◆ **What you are asked to do**
Nothing but the lines from the one containing "Check that each instance of the river water" to the end of the records below should be output, each exactly as written.

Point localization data
>>>

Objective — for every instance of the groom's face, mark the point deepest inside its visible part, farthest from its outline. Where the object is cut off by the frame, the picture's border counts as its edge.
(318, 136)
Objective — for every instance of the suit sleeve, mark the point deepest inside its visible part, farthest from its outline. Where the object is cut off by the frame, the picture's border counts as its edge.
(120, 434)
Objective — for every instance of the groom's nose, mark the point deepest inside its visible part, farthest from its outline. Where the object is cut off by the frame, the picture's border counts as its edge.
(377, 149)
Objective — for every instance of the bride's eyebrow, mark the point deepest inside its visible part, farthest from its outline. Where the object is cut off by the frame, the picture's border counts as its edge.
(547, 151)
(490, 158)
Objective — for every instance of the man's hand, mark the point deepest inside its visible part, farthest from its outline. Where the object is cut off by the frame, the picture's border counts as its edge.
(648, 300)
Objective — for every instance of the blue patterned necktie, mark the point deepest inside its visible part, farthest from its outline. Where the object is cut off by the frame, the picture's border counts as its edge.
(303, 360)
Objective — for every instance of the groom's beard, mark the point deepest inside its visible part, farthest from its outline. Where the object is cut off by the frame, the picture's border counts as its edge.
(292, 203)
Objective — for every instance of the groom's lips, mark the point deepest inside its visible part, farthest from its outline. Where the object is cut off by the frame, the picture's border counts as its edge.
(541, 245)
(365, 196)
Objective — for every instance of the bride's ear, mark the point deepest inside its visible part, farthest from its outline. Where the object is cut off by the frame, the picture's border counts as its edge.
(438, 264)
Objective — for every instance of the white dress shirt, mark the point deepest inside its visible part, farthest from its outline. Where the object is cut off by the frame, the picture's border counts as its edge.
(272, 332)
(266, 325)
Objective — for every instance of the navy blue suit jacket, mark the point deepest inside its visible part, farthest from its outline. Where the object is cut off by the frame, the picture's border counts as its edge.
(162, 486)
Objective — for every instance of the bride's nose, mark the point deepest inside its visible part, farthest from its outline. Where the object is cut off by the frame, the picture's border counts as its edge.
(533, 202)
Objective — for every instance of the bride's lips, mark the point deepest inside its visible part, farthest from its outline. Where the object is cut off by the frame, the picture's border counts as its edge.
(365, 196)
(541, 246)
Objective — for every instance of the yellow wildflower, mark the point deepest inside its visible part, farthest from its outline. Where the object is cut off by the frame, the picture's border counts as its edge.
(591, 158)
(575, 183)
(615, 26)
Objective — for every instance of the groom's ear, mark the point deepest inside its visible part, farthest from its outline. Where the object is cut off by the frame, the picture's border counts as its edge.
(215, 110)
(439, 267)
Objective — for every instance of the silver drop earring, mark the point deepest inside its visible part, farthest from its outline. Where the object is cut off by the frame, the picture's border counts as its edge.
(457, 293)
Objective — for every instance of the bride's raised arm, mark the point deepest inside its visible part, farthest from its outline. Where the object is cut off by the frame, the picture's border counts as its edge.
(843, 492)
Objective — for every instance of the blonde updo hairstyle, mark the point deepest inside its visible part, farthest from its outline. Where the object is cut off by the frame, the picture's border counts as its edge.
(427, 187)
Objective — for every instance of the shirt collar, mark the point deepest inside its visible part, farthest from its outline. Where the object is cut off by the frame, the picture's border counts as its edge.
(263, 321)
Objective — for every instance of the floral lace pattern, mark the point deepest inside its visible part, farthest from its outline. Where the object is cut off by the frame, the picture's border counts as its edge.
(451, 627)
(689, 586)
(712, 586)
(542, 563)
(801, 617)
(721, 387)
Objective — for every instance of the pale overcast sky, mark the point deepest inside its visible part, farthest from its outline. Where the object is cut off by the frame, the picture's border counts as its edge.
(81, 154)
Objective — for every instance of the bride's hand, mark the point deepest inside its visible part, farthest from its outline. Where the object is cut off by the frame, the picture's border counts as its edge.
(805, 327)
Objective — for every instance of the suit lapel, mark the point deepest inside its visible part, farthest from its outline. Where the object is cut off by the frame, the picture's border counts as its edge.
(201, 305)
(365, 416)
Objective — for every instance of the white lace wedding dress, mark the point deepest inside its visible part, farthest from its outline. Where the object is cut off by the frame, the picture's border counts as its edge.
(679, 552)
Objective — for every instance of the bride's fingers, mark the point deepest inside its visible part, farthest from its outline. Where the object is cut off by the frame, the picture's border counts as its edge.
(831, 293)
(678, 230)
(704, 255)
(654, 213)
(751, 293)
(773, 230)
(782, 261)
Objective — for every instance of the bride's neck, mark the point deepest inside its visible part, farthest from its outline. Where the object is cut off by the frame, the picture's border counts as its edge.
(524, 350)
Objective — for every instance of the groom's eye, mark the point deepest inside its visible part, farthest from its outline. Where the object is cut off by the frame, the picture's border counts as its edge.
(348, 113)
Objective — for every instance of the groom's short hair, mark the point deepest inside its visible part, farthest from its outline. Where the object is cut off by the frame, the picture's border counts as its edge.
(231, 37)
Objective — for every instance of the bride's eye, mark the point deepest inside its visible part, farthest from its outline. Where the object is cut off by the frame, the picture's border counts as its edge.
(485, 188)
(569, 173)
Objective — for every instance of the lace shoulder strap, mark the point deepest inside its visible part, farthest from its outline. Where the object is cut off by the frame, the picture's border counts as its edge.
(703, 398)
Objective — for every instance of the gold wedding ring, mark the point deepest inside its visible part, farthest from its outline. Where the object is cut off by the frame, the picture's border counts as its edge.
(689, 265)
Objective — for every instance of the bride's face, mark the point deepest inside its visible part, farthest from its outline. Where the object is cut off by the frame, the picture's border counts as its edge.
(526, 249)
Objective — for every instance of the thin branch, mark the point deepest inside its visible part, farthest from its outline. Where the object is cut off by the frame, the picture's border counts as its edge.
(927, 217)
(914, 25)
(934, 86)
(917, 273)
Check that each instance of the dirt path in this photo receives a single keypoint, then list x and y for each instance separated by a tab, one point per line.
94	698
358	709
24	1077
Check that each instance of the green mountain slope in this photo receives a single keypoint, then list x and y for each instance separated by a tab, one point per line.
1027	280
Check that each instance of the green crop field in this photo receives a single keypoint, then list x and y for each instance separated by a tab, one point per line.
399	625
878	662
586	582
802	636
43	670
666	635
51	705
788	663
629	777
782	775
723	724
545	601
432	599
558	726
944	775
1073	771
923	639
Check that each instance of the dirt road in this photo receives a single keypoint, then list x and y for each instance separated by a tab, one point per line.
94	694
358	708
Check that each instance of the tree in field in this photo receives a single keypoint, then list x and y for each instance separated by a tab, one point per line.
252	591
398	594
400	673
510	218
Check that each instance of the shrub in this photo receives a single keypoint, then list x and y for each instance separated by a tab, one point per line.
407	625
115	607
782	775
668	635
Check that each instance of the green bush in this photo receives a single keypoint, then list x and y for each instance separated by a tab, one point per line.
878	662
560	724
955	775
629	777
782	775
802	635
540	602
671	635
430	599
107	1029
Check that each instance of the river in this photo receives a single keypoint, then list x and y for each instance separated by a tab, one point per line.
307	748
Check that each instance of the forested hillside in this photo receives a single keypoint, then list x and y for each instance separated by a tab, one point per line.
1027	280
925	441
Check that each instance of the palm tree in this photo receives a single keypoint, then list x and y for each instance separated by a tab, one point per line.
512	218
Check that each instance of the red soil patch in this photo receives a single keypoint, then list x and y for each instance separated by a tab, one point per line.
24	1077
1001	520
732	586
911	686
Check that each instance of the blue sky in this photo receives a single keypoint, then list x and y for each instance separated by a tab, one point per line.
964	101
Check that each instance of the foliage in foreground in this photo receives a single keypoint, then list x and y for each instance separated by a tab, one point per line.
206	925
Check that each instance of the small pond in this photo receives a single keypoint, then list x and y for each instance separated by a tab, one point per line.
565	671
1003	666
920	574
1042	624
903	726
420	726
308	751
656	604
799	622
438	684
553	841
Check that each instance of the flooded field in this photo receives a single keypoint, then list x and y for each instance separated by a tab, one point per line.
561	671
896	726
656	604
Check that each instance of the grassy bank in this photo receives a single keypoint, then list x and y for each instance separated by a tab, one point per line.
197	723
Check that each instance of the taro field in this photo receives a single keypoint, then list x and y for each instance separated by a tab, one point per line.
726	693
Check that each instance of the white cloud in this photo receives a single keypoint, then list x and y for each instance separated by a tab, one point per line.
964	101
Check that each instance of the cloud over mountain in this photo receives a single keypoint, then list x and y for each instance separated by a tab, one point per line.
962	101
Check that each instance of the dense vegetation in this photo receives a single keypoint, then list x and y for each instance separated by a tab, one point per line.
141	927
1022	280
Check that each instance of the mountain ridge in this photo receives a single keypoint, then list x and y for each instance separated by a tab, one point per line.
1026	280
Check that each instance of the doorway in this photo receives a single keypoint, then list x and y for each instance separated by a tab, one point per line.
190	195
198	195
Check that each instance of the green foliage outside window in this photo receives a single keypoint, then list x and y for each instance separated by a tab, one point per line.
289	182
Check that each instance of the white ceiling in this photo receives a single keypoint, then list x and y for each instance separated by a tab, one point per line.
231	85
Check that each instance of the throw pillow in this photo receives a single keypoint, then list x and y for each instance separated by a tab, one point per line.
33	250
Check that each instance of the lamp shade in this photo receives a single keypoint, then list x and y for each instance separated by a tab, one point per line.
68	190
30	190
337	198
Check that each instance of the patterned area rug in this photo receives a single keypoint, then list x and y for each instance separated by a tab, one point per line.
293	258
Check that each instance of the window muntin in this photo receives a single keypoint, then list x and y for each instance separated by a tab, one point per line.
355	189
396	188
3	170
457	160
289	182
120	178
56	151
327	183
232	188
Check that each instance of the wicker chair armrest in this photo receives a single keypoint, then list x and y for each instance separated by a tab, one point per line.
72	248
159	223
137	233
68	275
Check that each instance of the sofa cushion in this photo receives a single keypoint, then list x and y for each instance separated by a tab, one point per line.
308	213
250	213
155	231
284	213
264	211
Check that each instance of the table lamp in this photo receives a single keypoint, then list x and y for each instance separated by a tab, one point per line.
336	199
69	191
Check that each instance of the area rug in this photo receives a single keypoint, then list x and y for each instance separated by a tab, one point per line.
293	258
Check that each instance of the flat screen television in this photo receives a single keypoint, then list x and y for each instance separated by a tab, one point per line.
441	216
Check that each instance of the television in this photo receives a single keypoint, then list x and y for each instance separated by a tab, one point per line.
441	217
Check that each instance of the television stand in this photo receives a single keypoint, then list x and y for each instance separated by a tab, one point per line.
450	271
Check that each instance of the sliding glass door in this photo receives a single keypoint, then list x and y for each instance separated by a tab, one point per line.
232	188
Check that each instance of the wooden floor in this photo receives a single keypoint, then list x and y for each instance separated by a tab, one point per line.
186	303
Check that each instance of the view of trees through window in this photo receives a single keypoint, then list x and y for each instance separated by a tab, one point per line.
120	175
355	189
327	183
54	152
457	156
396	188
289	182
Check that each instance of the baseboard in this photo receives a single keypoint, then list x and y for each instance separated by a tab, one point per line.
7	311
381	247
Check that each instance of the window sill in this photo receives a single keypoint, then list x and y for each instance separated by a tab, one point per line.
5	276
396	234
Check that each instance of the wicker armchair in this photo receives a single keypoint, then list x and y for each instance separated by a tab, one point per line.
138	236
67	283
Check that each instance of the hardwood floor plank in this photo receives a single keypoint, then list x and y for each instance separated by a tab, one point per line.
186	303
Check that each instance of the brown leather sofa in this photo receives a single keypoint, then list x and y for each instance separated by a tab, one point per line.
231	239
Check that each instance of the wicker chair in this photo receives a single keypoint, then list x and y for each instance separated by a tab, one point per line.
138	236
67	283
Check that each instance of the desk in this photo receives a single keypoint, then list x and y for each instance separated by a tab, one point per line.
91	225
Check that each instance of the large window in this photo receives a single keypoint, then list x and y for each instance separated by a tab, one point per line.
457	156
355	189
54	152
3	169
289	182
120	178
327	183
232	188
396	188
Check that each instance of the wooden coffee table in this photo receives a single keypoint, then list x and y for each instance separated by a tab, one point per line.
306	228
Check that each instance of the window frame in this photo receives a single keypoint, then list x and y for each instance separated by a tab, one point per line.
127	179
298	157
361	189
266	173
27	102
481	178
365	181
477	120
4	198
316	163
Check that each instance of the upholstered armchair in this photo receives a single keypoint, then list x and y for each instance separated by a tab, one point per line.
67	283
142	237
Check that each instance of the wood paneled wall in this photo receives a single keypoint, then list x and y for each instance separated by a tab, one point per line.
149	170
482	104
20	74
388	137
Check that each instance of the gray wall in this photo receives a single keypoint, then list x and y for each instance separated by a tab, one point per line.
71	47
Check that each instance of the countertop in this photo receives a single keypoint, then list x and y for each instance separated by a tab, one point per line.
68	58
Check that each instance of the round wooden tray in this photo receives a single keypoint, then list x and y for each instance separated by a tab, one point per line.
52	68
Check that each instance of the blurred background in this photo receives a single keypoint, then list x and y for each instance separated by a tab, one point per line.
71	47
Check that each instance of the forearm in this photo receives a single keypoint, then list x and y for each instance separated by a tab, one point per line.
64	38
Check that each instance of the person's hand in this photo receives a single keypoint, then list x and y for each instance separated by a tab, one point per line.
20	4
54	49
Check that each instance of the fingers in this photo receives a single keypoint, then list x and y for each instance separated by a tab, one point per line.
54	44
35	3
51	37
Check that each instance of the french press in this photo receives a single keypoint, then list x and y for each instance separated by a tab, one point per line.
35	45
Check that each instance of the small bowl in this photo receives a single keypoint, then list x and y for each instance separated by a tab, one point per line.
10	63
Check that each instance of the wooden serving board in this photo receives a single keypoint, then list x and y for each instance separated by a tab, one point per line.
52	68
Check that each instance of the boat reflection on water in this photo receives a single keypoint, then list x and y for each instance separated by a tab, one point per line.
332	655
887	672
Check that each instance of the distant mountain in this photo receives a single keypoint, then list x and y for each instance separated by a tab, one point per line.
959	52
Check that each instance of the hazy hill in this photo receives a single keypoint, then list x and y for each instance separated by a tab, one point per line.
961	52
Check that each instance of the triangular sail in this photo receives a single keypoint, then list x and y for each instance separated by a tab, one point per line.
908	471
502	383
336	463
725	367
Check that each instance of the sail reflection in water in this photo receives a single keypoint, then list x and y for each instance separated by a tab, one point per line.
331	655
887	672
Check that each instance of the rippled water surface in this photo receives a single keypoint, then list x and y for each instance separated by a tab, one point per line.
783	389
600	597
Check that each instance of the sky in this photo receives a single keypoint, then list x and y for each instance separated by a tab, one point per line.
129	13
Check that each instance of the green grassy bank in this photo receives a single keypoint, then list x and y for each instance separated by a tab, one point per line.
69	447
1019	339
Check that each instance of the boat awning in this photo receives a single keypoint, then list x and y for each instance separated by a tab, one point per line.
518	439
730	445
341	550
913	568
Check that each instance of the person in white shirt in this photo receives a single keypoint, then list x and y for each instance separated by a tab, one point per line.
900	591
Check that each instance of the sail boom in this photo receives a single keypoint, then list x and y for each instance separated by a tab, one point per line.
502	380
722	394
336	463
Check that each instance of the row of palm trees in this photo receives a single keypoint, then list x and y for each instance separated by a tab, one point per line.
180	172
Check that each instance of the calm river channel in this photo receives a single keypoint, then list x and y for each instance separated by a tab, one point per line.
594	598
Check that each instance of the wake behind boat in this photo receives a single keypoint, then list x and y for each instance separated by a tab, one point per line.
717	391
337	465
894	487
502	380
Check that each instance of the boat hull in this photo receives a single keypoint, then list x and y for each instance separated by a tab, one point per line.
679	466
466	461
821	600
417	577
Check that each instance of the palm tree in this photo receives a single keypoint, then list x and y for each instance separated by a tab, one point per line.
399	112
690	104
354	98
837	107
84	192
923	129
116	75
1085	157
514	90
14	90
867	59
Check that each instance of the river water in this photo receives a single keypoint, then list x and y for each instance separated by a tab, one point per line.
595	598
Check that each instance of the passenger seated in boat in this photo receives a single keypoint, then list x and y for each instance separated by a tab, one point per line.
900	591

<<<

◆ **Expected output**
Check that each instance of the river water in this photo receives a single keypoint, then list x and y for each instance separated by a tab, one point per line.
595	598
Check that each instance of the passenger seated in boat in this photo receives a single keypoint, then list x and y for each instance separated by a tab, one point per line.
900	591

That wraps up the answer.